#### EXERCISE DESCRIPTION:
Copy out all of the data below with no alterations.

Records drawn from a dataset
---+---

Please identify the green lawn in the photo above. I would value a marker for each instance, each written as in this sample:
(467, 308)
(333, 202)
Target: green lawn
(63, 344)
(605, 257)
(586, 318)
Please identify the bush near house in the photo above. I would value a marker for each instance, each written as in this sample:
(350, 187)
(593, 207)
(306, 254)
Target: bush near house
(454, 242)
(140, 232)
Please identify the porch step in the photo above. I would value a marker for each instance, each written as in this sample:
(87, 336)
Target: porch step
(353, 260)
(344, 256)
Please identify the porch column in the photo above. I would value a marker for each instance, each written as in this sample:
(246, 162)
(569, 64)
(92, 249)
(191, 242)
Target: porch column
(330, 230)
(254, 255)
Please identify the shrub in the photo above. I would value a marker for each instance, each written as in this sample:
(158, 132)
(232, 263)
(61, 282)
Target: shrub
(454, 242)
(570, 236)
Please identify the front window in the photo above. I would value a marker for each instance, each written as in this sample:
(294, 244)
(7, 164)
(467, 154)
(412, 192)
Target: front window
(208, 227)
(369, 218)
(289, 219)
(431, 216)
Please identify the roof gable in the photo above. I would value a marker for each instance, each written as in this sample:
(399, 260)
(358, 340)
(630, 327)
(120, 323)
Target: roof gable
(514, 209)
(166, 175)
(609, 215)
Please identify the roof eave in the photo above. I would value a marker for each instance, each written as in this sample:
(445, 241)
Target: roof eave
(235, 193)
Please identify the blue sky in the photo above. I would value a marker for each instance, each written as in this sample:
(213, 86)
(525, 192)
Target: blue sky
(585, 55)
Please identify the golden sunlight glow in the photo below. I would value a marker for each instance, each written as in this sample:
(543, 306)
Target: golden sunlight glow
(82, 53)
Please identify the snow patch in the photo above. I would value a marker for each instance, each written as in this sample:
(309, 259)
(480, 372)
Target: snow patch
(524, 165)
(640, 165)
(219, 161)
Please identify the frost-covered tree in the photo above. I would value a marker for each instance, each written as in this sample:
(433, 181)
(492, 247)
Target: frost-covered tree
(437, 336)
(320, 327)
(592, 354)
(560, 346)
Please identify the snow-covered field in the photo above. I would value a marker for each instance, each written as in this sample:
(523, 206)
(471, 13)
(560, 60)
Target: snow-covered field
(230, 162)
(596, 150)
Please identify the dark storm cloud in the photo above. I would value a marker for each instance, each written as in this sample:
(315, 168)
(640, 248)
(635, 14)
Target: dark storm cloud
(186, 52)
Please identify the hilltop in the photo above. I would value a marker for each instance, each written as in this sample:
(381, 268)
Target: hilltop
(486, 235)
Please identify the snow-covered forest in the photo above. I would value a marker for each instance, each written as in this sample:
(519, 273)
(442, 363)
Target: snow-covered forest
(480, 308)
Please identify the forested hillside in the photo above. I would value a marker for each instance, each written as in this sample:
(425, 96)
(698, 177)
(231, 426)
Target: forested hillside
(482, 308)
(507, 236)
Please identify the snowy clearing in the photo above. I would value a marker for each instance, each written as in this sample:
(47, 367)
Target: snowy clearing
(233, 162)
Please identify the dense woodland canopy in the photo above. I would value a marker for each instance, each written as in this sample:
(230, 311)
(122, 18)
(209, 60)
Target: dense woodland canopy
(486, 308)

---+---

#### WRITTEN ANSWER:
Please identify the green lawn in the photo above. I would value a marker for each instance, each written as in this sample:
(467, 308)
(333, 202)
Target: green lawn
(63, 344)
(605, 257)
(586, 318)
Please identify the bush near house in the photo above. I would value a marker for each instance, each written as in this sample:
(350, 187)
(593, 207)
(306, 254)
Target: bush near house
(454, 242)
(140, 232)
Please identify the porch step in the photo above. I would value a marker for each instance, each written as in this sample:
(87, 336)
Target: porch step
(353, 260)
(344, 256)
Please identify the porch column in the photo above. I would value a marker for each instance, each written as in this sample:
(246, 162)
(569, 64)
(92, 249)
(191, 242)
Target: porch column
(330, 230)
(254, 255)
Please identify the shrub in the photo above. I would value a marker for each instance, each written as in this sample:
(158, 132)
(232, 263)
(61, 282)
Target: shrub
(454, 242)
(570, 236)
Please identify the front window in the photo above. I would value a marker for each instance, each written as in this sample:
(294, 244)
(7, 164)
(467, 154)
(412, 192)
Target: front window
(208, 227)
(369, 218)
(289, 219)
(431, 216)
Please identify the roof gable in the photo above. I would value a marker for each instance, each written as in this sample:
(399, 260)
(358, 340)
(630, 327)
(120, 323)
Target: roof gable
(514, 209)
(166, 175)
(609, 215)
Please identify the roof eave in the photo above. I would value a marker for each instance, each written as in this sample:
(445, 241)
Target: roof eave
(235, 193)
Please identify the blue sky in the photo above. I would value a marker for each instance, each written as in this sample:
(213, 86)
(525, 192)
Target: blue sky
(585, 55)
Please identify the golden sunlight glow in the photo below. I would value a marker for each instance, each written as in this sample:
(543, 306)
Target: golden sunlight glow
(82, 53)
Please identify the snow patch in the photo above. I would value a marker for each instance, each written as in this sample:
(309, 259)
(480, 372)
Target: snow patch
(524, 165)
(640, 165)
(219, 161)
Please identify the frost-covered tree in the photo above. I would value a marker for each instance, each written as in this sample:
(433, 181)
(492, 247)
Target: frost-covered tree
(437, 336)
(320, 327)
(592, 354)
(560, 346)
Please identify the snow-covered field in the photo above. I would value a marker for each instance, each written as in this sample:
(523, 206)
(471, 13)
(560, 60)
Target: snow-covered field
(230, 162)
(596, 150)
Please identify the dark storm cloud in the photo above. I would value a marker for each instance, each written as in this sample:
(315, 168)
(640, 248)
(635, 14)
Target: dark storm cloud
(186, 52)
Please identify the hilltop in the photo above. I would value a marker for each instance, each written as in this sample:
(381, 268)
Target: hilltop
(486, 235)
Please identify the snow-covered forest in the photo above. I would value a marker for each instance, each written as in this sample:
(519, 273)
(442, 363)
Target: snow-covered forest
(480, 308)
Please identify the forested hillside in the photo above. I would value a marker for each instance, each written as in this sample:
(425, 96)
(698, 177)
(231, 426)
Target: forested hillside
(482, 308)
(507, 236)
Please identify the snowy clearing in the photo above. I would value a marker for each instance, each written as in this sample:
(47, 367)
Target: snowy clearing
(233, 162)
Please identify the dense woodland canopy in the photo above. I would value a marker for each instance, each written as in this sample:
(230, 311)
(122, 18)
(209, 60)
Target: dense woodland canopy
(486, 308)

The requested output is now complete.